SHORT TASK:
Please give the material below again, swapping every "Reviewer note" for "Checker note" and keeping everything else unchanged.

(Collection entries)
------------------------

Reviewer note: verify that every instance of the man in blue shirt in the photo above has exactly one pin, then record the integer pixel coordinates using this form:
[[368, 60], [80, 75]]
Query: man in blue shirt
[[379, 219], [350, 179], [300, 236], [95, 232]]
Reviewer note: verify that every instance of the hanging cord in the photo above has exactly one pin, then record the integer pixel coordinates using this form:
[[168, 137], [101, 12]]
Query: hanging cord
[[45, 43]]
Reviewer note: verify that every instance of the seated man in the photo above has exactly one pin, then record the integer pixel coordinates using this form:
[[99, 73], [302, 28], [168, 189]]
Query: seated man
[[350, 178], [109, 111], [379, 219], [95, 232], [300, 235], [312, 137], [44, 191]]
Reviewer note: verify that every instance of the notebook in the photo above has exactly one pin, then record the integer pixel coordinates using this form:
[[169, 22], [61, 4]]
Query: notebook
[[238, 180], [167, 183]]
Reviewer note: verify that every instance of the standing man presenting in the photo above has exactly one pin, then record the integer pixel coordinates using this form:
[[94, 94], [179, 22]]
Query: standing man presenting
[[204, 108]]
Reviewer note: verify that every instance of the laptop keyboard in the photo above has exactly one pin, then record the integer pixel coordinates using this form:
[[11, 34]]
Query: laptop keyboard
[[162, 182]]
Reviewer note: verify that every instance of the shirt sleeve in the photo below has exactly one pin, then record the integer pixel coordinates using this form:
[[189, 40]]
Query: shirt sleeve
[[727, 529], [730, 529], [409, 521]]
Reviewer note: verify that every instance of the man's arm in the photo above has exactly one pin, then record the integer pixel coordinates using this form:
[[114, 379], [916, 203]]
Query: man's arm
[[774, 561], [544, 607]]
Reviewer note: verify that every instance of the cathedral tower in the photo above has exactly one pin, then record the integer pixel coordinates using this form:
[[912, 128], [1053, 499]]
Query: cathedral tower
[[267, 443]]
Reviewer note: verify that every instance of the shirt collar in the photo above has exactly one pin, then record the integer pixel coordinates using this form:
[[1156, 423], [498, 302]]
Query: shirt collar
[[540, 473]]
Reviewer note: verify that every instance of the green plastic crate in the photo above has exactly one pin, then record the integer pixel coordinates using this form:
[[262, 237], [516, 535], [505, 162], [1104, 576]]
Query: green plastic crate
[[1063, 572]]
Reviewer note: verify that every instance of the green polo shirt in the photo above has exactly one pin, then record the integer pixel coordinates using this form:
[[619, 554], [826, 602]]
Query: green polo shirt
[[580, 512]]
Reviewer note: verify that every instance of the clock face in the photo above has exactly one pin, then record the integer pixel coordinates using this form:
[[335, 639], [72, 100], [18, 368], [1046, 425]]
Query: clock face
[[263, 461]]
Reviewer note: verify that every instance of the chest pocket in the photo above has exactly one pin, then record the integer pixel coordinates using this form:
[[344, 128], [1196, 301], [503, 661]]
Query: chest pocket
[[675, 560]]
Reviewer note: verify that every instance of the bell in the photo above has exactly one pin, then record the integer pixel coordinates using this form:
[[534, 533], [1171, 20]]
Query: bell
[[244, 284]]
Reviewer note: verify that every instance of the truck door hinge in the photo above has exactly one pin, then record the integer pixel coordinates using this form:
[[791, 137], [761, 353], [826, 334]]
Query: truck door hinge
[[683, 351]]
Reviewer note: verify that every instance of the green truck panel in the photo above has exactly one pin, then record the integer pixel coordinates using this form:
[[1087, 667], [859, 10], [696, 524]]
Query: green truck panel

------------------------

REPLY TO THE TASK:
Checker note: verify that every instance of the man in blue shirt in the photo above has exactly one pin, then record the integer pixel coordinates using this form:
[[368, 60], [80, 75]]
Query: man in blue shirt
[[379, 219], [350, 179], [300, 236], [95, 232]]
Checker note: verify that every instance of the hanging cord in the photo above has exactly one pin, then record the integer pixel coordinates using this form:
[[168, 137], [101, 12]]
Query: hanging cord
[[45, 43]]
Checker note: verify that every instance of the seated man in the photo above has exactly one pin, then record the integer pixel coordinates using this form:
[[99, 73], [302, 28], [168, 189]]
Query: seated man
[[350, 178], [109, 111], [379, 219], [95, 232], [300, 235], [312, 137], [44, 191]]
Checker note: verify that every instance of the notebook in the photo above has exactly one pin, then record the integer pixel coordinates using this form:
[[169, 22], [61, 4]]
Query: notebook
[[238, 180], [167, 183]]
Checker note: verify that every instance of the standing man presenting in the photo above has exactly one pin, then record the integer pixel coordinates using this form:
[[94, 94], [179, 22]]
Query: standing man presenting
[[204, 108]]
Checker note: verify that every instance of the laptop keyboard in the photo above has exactly one pin, then record the integer pixel coordinates using this form:
[[11, 34]]
Query: laptop keyboard
[[162, 182]]
Checker note: verify that every instance of the shirt sleeve in the photo below has exactly one pin, then record the integer pixel coordinates using this form:
[[189, 40]]
Query: shirt sleeve
[[727, 529], [730, 529], [409, 521]]
Checker note: verify that every instance of the man's arm in the photo above has exactly one pin, then record the integer pixel coordinates using this form:
[[114, 379], [916, 203]]
Query: man's arm
[[774, 561], [544, 607]]
Checker note: verify that every instance of the cathedral tower in the photo above has exactly one pin, then record the integer pixel coordinates using this form:
[[912, 128], [1053, 499]]
Query: cathedral tower
[[267, 443]]
Checker note: verify that every instance of the shirt collar in the photo above has exactly one pin, then record the integer pixel coordinates using this form:
[[1156, 423], [498, 302]]
Query: shirt collar
[[540, 473]]
Checker note: verify that every instance of the green plastic crate in the photo above has exactly one pin, then record the integer pixel coordinates using this form:
[[262, 237], [516, 535], [505, 162], [1104, 576]]
Query: green plastic crate
[[1063, 572]]
Checker note: verify that every instance of the green polo shirt in the photo above has exactly one pin, then record the integer pixel coordinates using this form:
[[619, 554], [826, 602]]
Query: green polo shirt
[[580, 512]]
Checker note: verify that every instance of the clock face in the photo above has exactly one pin, then record the integer pixel coordinates using this form:
[[335, 639], [72, 100], [18, 368], [1046, 425]]
Query: clock face
[[263, 461]]
Checker note: verify that every instance of the chest pocket in the photo above has exactly one pin, then record the integer pixel coordinates using this form:
[[344, 128], [1196, 301], [503, 661]]
Query: chest pocket
[[675, 560]]
Checker note: verify that every instance of the bell in the photo above has exactly one pin, then record the integer pixel coordinates using this form:
[[534, 533], [1171, 20]]
Query: bell
[[244, 284]]
Checker note: verify that every instance of the truck door hinge in the photo above has exactly one pin, then record the integer pixel coordinates using this form:
[[791, 137], [761, 353], [826, 334]]
Query: truck door hinge
[[683, 351]]
Checker note: verify that every instance of the green truck panel in the photo above has exactly one pin, then record the integer pixel coordinates using this form:
[[1087, 667], [859, 10], [696, 524]]
Query: green truck panel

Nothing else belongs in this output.